» ASSIGNMENT:
For this exercise, retype every record below exactly and keep the pictures out.

» MATERIAL PROVIDED:
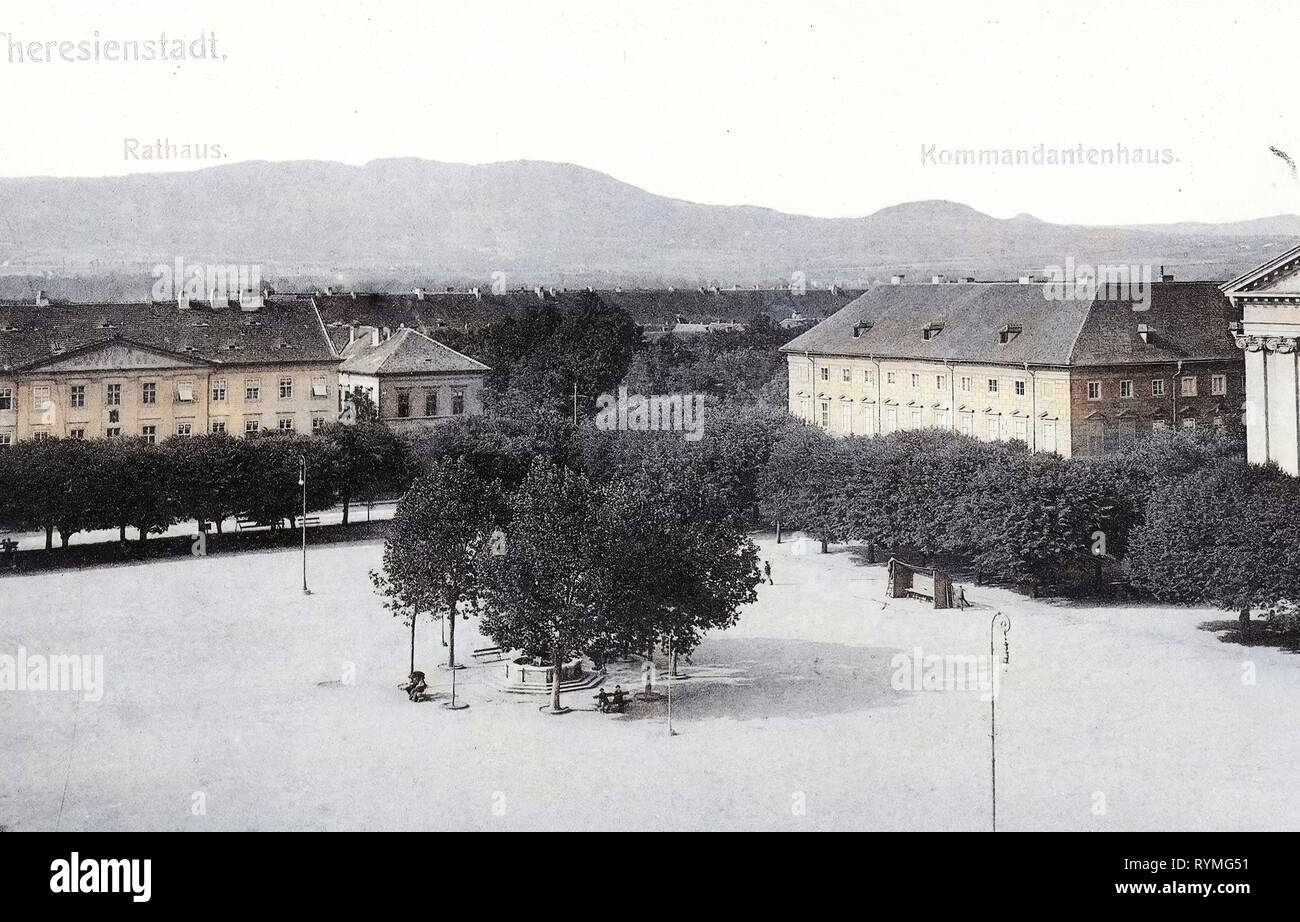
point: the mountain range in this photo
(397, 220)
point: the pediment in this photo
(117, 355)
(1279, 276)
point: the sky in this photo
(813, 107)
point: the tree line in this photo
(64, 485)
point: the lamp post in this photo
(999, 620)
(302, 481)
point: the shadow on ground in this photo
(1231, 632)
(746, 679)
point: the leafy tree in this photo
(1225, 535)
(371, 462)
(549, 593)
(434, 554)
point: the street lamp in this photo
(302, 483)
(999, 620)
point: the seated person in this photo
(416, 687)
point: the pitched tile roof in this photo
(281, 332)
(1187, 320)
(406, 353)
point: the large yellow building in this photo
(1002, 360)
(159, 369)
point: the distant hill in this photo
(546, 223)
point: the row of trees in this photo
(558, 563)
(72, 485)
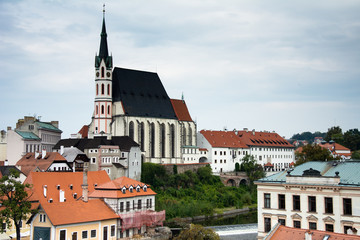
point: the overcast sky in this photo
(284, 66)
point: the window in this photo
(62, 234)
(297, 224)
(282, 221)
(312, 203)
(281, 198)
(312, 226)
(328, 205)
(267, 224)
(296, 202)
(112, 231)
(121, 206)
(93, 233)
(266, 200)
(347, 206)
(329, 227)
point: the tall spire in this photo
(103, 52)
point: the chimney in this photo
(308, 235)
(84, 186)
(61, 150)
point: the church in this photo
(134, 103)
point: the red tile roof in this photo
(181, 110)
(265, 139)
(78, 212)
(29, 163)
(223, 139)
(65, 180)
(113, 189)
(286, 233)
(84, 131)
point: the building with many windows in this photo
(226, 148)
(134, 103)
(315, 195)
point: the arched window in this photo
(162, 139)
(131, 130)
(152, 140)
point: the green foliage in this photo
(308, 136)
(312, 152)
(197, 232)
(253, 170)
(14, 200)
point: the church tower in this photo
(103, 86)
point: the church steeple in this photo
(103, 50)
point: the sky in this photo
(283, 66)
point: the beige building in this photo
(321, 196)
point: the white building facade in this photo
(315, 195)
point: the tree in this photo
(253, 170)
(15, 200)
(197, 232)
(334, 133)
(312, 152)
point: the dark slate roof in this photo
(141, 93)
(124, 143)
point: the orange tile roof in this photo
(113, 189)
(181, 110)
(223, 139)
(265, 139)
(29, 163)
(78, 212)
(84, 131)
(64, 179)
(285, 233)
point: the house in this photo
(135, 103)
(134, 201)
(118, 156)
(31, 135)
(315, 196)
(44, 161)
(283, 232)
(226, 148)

» OUTPUT FOR THIS TASK:
point: the mountain range in this photo
(397, 220)
point: the pediment in this photo
(117, 355)
(1279, 276)
point: the sky in this photo
(813, 107)
point: the tree line in this photo
(64, 485)
point: the lamp post in this photo
(999, 620)
(302, 481)
point: the shadow on ground in this photo
(1231, 632)
(746, 679)
point: the leafy tree in this photo
(1225, 535)
(371, 462)
(549, 593)
(434, 554)
point: the street lamp in this photo
(302, 483)
(999, 620)
point: the seated person in this photo
(416, 687)
point: the pitched tile roof in this photo
(281, 332)
(1187, 320)
(406, 353)
point: the large yellow building in this photo
(1002, 360)
(159, 369)
point: the distant hill in this photo
(546, 223)
point: the row of trees in this photo
(558, 563)
(72, 485)
point: the overcast sky in this photo
(284, 66)
point: the window in this photo
(62, 234)
(297, 224)
(282, 221)
(312, 203)
(281, 198)
(312, 226)
(328, 205)
(267, 224)
(296, 202)
(112, 231)
(121, 206)
(93, 233)
(266, 200)
(347, 206)
(329, 227)
point: the tall spire in this photo
(103, 52)
point: the chimney in this photo
(308, 235)
(84, 186)
(61, 150)
point: the church in this photo
(134, 103)
point: the red tile roof in this photo
(181, 110)
(265, 139)
(78, 212)
(29, 163)
(223, 139)
(65, 180)
(113, 189)
(286, 233)
(84, 131)
point: the building with many windows in this photo
(226, 148)
(134, 103)
(315, 195)
point: the arched window in this photo
(162, 139)
(131, 130)
(152, 140)
point: the green foliage in this photo
(308, 136)
(312, 152)
(197, 232)
(253, 170)
(14, 200)
point: the church tower in this photo
(103, 86)
point: the church steeple in this photo
(103, 50)
point: the sky in this photo
(283, 66)
point: the beige building in this photo
(321, 196)
point: the white building facade in this photo
(315, 195)
point: the tree in this photo
(253, 170)
(15, 200)
(197, 232)
(334, 133)
(312, 152)
point: the dark slate roof in this photo
(141, 93)
(124, 143)
point: the orange tile roof in this photo
(113, 189)
(181, 110)
(223, 139)
(265, 139)
(29, 163)
(78, 212)
(84, 131)
(64, 179)
(285, 233)
point: the house in this photo
(135, 103)
(134, 201)
(118, 156)
(31, 135)
(315, 196)
(44, 161)
(283, 232)
(226, 148)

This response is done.